The figure above shows a microstrip phase shifter, circa 1969, invented by Robert Felsenheld. While others were at Woodstock skinny-dipping and watching Canned Heat's Alan Wilson croak out "Going up the Country", Felsenheld was working at ITT in Nutley, New Jersey and writing up this patent. What's left of ITT Nutley is now part of Harris, if you like to keep track of old nameplates. The phase shifter is a four-bit digital unit, using switched series lines. It probably provides more of a true time delay than a constant phase shift over frequency, but you would have to analyze what the loading effects of path ACB are on the main path when diodes CR1 and CR8 are switched in. One funny thing about the image is that the draftsman did not understand that capacitors C6, C7, C8 and C10 should be in shunt with the bias lines, not in series. Felsenheld was a graduate of Lafayette College, and went on to form a manufacturer's rep company; he passed away in 2015. Alan Wilson (Canned Heat) died in 1970 at the age of 27 after overdosing on barbiturates. Engineers generally live a lot longer than musicians, which allows the IEEE to offer lower life insurance premiums to members. Hey, that almost sounds like they are paying us for an advertisement!
Below is an outline of all of our material on phase shifters. This collection of material is easily the best free phase shifter resource on the planet, and it keeps getting better.
Check out the Phase Shifter Search Tool (on everything RF) if you are looking to buy a phase shifter.
On this page we have:
MEMS phase shifters (proceed with caution...)
Other Microwaves101 phase shifter pages include:
An important characteristic of phase shifters (We recommend that you read this first!)
Types of phase shifters
180 degree hybrid phase shifters (such as rat-races)
Reflection phase shifters using circulators (coming soon)
Related to phase shifters
Time delay units (TDUs)
RMS error calculations
RMS amplitude and phase errors (covers attenuators and phase shifters)
Phase shifter design examples
MMIC phase shifter examples
Applications of phase shifters
Residual phase noise measurement (coming soon)
Phase shifters are used to change the transmission phase angle (phase of S21) of a two-port network and they have four important characteristics. The first is insertion loss (or gain). Ideally, phase shifters provide low insertion loss in all phase states. While the loss of a phase shifter is often overcome using an amplifier stage, lower insertion loss phase shifters require less amplification and lower power to overcome the losses. The second important characteristic is phase shifters have equal amplitude for all phase states. Many systems using phase shifters must not experience amplitude changes in signal level as phase states are changed. The third important characteristic is that most phase shifters are reciprocal networks. This means they work effectively on signals passing through them in either direction. These three characteristics are used to describe the electrical performance of phase shifters. The fourth characteristic is whether they provide flat phase versus frequency, or true time delay. Read more about this important characteristic of phase shifters.
Other important characteristics of any microwave device are its usable bandwidth, and its power handling; we didn't call them out as they are not specific to phase shifters. Read about one case study on phase shifter power handling here.

◆ ◆ ◆ ◆

Directive
Extend the page on microwave phase shifters above, picking up right after its final sentence.

Material provided

◆ ◆ ◆ ◆

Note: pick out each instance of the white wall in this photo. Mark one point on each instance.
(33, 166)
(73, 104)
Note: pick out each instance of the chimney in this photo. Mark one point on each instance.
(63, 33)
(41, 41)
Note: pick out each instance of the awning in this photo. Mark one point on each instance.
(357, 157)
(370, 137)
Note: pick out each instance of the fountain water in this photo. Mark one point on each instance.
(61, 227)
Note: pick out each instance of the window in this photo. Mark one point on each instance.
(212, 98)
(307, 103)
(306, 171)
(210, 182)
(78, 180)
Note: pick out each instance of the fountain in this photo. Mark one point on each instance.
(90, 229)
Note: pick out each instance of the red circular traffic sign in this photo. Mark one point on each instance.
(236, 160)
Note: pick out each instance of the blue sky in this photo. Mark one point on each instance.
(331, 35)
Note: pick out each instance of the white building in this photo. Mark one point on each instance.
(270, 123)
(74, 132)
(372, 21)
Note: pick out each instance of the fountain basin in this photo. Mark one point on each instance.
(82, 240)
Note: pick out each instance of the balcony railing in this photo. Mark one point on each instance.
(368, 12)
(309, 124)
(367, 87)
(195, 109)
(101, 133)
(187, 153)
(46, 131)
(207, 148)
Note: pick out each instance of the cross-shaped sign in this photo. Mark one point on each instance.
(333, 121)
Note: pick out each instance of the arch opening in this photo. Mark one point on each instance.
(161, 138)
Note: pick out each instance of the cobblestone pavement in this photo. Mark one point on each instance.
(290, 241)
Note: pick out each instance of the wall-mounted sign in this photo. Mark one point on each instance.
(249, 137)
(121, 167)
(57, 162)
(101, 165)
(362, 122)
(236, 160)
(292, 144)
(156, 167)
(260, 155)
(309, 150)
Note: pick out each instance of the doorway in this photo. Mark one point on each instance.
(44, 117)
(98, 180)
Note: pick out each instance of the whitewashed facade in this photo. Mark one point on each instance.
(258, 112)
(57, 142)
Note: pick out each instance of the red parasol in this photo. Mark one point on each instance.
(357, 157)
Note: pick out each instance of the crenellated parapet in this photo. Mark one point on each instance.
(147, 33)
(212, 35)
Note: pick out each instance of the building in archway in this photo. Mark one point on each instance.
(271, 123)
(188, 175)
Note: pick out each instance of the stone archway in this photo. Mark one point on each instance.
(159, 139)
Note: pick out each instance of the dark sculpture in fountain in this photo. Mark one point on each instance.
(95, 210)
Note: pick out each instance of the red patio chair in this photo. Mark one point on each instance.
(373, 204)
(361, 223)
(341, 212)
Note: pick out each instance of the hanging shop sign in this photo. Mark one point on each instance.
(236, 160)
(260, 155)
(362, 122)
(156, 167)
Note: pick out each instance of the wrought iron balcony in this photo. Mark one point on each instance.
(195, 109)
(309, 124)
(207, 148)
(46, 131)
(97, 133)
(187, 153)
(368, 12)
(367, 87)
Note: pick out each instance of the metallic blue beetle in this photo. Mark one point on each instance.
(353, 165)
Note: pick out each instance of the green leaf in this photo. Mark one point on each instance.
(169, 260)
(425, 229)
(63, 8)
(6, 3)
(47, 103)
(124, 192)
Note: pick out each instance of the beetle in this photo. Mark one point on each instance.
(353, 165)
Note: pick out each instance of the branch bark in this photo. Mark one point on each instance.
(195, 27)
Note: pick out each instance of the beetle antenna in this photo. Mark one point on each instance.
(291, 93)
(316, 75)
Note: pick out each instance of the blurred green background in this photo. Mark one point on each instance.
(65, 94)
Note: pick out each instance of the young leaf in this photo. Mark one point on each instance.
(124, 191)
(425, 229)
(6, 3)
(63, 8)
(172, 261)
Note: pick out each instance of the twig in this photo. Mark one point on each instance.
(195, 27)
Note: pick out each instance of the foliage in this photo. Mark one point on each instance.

◆ ◆ ◆ ◆

Expected answer
Phase shifters can be controlled electrically, magnetically or mechanically. Most of the phase shifters described on this web site are electronically-controlled, passive reciprocal networks
While the applications of microwave phase shifters are numerous, perhaps the most important application is within a phased array antenna system (a.k.a. electrically steerable array, or ESA). In these systems, the phases of a large number of antenna elements are controlled to force the electromagnetic wave to add up at a particular angle to the array. For this very purpose, phase shifters are often embedded in TR modules. The total phase variation of a phase shifter need only be 360 degrees to control an ESA of moderate bandwidth. Networks that stretch phase more than 360 degrees are often called time delay bits or true time delays (part of a TDU), and are constructed similar to the switched line phase shifters that are described below.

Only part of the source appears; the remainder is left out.